Set problem 1:
Return every line of the entries that contains the string "glass", treating uppercase and lowercase as different.

Given the rise of this framework and the sway that it can have on market decisions, companies and investors alike are taking an interest in how ESG works and what insights it can provide into the markets.

What is ESG?

What does ESG stand for and how does it relate to the broader category of sustainable investing? ESG–or “environmental, social and governance“–is a score used to measure a company’s competency in multiple fields relating to sustainability, legal standing and business practices. An organization’s ESG score is developed by measuring its performance in relation to metrics such as environmental impact, internal and external dynamics, treatment of workers and transparent and legal use of funds. The scores for each category can point to strengths and weaknesses in a potential investment and serve as an indicator of future performance and liabilities.

When considering the meaning of ESG scores, it is important to note the distinction between ESG as a numerical value and ESG as an investment framework. The former serves as the basis for the latter, which seeks to use positive ESG scores as a means of identifying possible investments and quantifying the level of risk that a certain prospect with lower scores may entail.

The ESG framework’s reliance on this single factor and exclusion of economic or financial considerations creates a major blind spot, but also provides a unique lens that differs from conventional asset-based analysis. Given this position, ESG is most effective when used alongside other criteria and frameworks to evaluate investments. ESG should not be seen or applied as an investment strategy but can serve as a complement to one.

Why is ESG important?

ESG helps signal a company’s stance on societal issues, while also being an actionable tool for investors to use to measure and anticipate potential risks. If a company scores low in its environmental competency, possibly due to behaviors such as dumping or not following federal regulations, it stands to reason that it may be involved in an even more severe event in the future.

If said company were to cause an environmental crisis, such as an oil spill or something of similar magnitude, they could very well to face legal repercussions, including lawsuits which could negatively impact one’s investment.

Given entries:
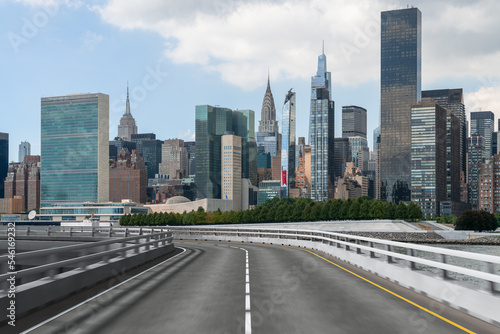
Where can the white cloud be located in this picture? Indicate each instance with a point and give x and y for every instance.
(239, 39)
(90, 39)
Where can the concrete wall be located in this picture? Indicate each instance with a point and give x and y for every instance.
(38, 293)
(467, 298)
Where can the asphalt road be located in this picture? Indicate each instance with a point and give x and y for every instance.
(205, 290)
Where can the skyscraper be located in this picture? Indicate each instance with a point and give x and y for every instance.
(475, 154)
(211, 123)
(453, 100)
(244, 127)
(4, 160)
(288, 145)
(353, 121)
(322, 132)
(231, 168)
(75, 148)
(174, 159)
(268, 121)
(127, 125)
(24, 149)
(428, 156)
(401, 47)
(482, 123)
(268, 136)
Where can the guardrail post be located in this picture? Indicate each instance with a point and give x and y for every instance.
(411, 252)
(445, 272)
(124, 252)
(389, 249)
(83, 264)
(51, 259)
(491, 269)
(105, 259)
(372, 253)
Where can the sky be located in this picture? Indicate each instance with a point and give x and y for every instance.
(178, 54)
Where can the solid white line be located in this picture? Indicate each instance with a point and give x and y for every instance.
(248, 323)
(247, 302)
(100, 294)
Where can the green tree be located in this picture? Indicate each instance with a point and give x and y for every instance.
(401, 211)
(414, 213)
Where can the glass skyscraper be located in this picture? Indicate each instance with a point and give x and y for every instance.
(74, 149)
(453, 100)
(211, 124)
(482, 123)
(401, 59)
(322, 135)
(353, 121)
(288, 145)
(244, 127)
(4, 160)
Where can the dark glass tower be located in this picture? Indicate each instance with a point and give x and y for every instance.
(4, 160)
(353, 121)
(211, 123)
(321, 130)
(401, 45)
(482, 123)
(453, 100)
(288, 145)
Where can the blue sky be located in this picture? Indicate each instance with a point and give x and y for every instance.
(178, 54)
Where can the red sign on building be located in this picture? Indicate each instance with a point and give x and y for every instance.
(283, 177)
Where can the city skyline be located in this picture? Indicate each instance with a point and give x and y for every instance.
(165, 70)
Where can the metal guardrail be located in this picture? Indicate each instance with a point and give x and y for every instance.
(84, 231)
(374, 248)
(131, 240)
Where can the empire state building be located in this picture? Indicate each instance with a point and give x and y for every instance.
(127, 125)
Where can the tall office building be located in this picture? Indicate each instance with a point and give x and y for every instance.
(150, 149)
(127, 125)
(174, 159)
(353, 121)
(429, 155)
(191, 149)
(268, 122)
(453, 100)
(322, 132)
(244, 127)
(342, 156)
(75, 148)
(482, 123)
(401, 47)
(127, 178)
(211, 124)
(24, 149)
(358, 147)
(231, 168)
(4, 160)
(268, 136)
(475, 154)
(288, 145)
(376, 134)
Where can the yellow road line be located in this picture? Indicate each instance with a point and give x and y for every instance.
(393, 293)
(372, 283)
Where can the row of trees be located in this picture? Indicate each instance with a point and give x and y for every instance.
(286, 210)
(474, 220)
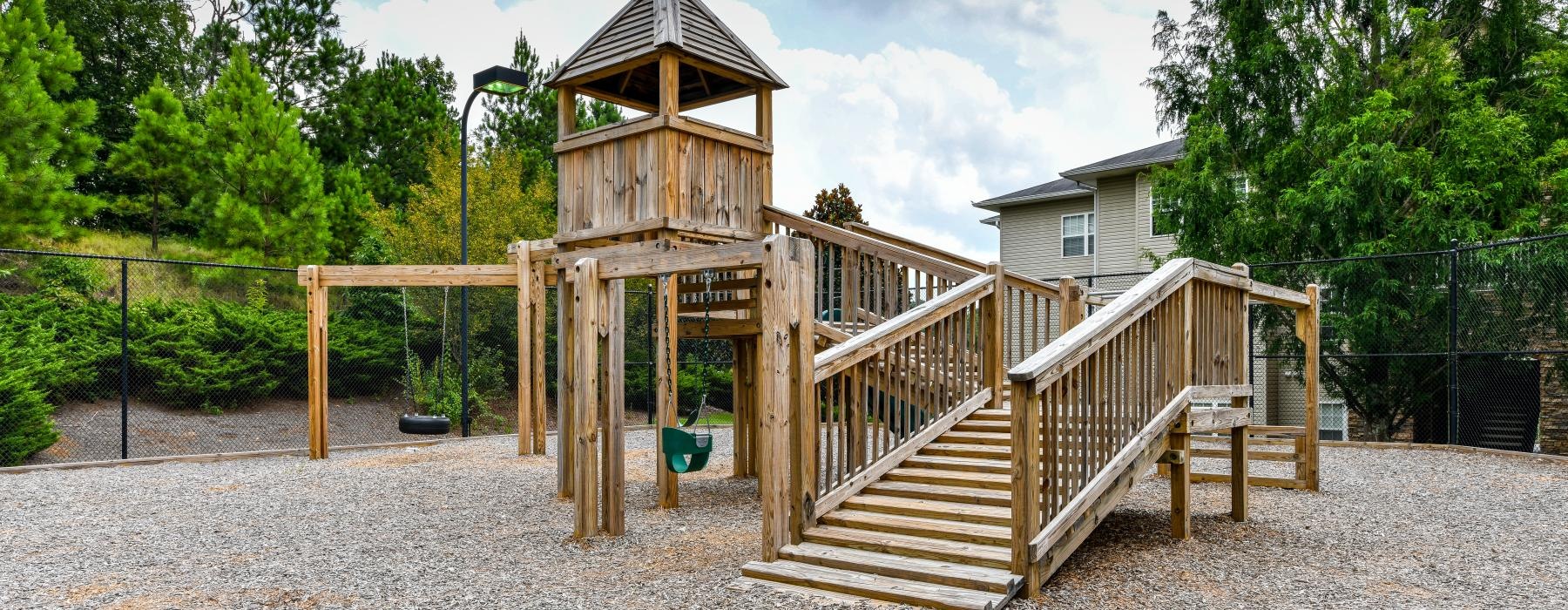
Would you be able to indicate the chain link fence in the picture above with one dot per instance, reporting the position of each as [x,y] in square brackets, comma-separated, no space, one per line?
[110,358]
[1456,347]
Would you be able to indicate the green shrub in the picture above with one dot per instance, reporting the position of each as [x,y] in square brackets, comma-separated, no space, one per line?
[25,425]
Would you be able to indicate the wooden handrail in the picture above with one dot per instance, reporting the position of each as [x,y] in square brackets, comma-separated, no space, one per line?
[1015,280]
[1099,328]
[1103,480]
[901,327]
[866,245]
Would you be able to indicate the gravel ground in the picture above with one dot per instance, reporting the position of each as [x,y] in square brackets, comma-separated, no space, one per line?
[468,524]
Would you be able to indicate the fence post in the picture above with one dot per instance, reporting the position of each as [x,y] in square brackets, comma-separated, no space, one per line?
[1454,339]
[125,359]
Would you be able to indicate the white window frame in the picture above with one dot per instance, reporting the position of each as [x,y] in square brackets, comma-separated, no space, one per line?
[1087,234]
[1333,417]
[1152,231]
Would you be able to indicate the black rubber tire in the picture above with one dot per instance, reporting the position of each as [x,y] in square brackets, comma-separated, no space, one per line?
[423,425]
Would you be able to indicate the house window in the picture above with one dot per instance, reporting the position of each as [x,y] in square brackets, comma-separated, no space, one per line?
[1078,234]
[1333,421]
[1159,223]
[1240,184]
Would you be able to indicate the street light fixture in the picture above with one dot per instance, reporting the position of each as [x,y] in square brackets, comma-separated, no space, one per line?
[496,80]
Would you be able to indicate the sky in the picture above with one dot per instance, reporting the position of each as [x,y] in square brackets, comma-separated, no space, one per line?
[921,107]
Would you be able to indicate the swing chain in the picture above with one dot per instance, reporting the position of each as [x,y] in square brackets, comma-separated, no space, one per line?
[707,295]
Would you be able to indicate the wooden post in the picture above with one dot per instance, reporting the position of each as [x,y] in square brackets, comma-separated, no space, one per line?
[993,319]
[666,337]
[774,396]
[537,319]
[1239,441]
[613,411]
[585,397]
[1181,478]
[564,115]
[766,113]
[742,406]
[315,356]
[564,382]
[1026,482]
[803,390]
[1307,331]
[525,339]
[1071,303]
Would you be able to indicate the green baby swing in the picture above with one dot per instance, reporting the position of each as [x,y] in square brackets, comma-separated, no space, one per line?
[684,451]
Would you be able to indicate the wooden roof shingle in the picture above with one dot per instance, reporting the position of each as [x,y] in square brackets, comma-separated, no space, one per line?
[645,27]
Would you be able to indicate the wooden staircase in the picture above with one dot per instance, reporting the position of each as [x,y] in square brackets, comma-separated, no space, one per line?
[932,532]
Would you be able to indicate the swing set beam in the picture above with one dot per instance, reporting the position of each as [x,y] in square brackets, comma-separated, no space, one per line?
[531,306]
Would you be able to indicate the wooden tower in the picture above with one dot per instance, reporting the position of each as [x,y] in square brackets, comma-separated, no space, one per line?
[664,176]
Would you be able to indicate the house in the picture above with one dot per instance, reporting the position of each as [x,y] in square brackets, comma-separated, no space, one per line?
[1097,220]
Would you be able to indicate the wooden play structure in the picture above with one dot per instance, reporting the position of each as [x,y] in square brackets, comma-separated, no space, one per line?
[924,429]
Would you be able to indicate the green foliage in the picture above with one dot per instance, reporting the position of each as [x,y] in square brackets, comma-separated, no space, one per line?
[44,140]
[382,123]
[262,180]
[25,427]
[438,390]
[705,382]
[159,152]
[836,207]
[527,123]
[125,46]
[1363,129]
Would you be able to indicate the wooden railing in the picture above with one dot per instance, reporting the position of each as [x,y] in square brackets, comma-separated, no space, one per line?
[862,281]
[1101,394]
[885,392]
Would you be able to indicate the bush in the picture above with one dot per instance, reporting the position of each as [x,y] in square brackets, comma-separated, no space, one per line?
[25,427]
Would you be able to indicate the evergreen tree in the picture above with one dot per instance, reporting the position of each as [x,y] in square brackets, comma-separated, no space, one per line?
[262,187]
[382,123]
[125,46]
[44,141]
[527,121]
[1364,129]
[159,152]
[836,207]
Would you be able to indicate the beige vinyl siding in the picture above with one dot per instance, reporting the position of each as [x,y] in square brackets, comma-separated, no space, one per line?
[1032,239]
[1159,245]
[1119,243]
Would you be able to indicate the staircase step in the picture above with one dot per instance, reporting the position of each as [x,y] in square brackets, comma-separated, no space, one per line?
[924,527]
[932,508]
[993,414]
[950,478]
[1004,439]
[956,463]
[899,566]
[966,451]
[872,586]
[941,492]
[980,425]
[913,546]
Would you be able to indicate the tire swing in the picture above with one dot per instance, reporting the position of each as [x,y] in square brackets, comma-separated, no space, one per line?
[416,424]
[684,451]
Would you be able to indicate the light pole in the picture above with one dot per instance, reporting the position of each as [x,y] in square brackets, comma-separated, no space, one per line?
[496,80]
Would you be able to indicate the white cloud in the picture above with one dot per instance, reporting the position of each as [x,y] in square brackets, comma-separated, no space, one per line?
[917,132]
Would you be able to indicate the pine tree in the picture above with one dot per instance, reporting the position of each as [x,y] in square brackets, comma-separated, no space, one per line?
[159,152]
[836,207]
[262,187]
[44,143]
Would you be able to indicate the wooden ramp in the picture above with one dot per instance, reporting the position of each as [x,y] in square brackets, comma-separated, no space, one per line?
[932,532]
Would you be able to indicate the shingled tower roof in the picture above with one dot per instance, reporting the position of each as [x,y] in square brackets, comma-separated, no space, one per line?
[619,62]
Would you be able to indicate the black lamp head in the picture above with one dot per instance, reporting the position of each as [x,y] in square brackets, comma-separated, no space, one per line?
[501,80]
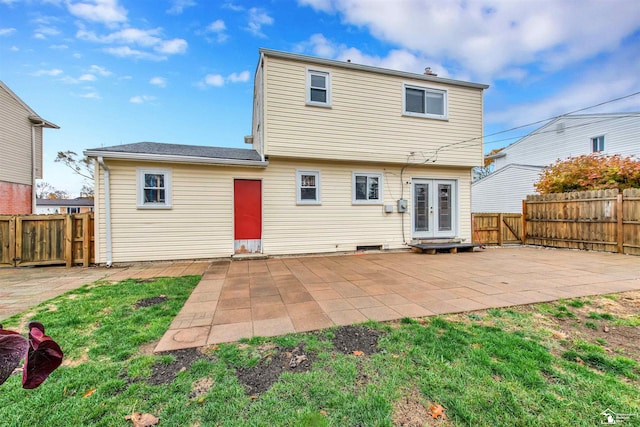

Set problem 2:
Continue the text about ESG from its last sentence.

Response 1:
Where can the glass skyscraper be located in this picture? Indicate each instance with a point and give x and y for every instance.
Where can the dark glass tower be located in this picture? Indicate each instance with a point and give x and y for every instance.

Response 2:
By the same token, low scores in the “social” or “governance” fields could indicate the possibility of events such as strikes, employee health and safety crises or the discovery of illegal dealings. The three titular aptitudes of ESG–, environment, social and governance–, represent some of the most common and impactful pitfalls a company is likely to encounter, making this framework a valuable addition to any sort of preliminary or ongoing research around investments.

By performing an ESG risk analysis in advance, investors can avoid scenarios such as the ones listed above and only target companies that fit their own personal risk parameters. As evidenced by these examples, ESG can cover a valuable subset of information that can’t be extracted from company financials, staff lists and other more traditional resources.

When paired with these other metrics, ESG can generate new insights, such as predicting leadership choices in companies with high ESG scores, and contribute to a more holistic image of a company.

The growing popularity of ESG

With the ESG data market reaching $1 billion in 2021 and continuing to grow at a 20% annual rate, it’s clear investors see it as a valuable reference, but what accounts for this recent interest? One of the foundational causes behind ESG’s current momentum is the increased regulatory pressure to disclose ESG data in places such as the United States and European Union. This push has been compounded by an increased affinity for ESG data and analytics from investors and advisors, who are actively seeking more data and using it towards new and increasingly varied applications.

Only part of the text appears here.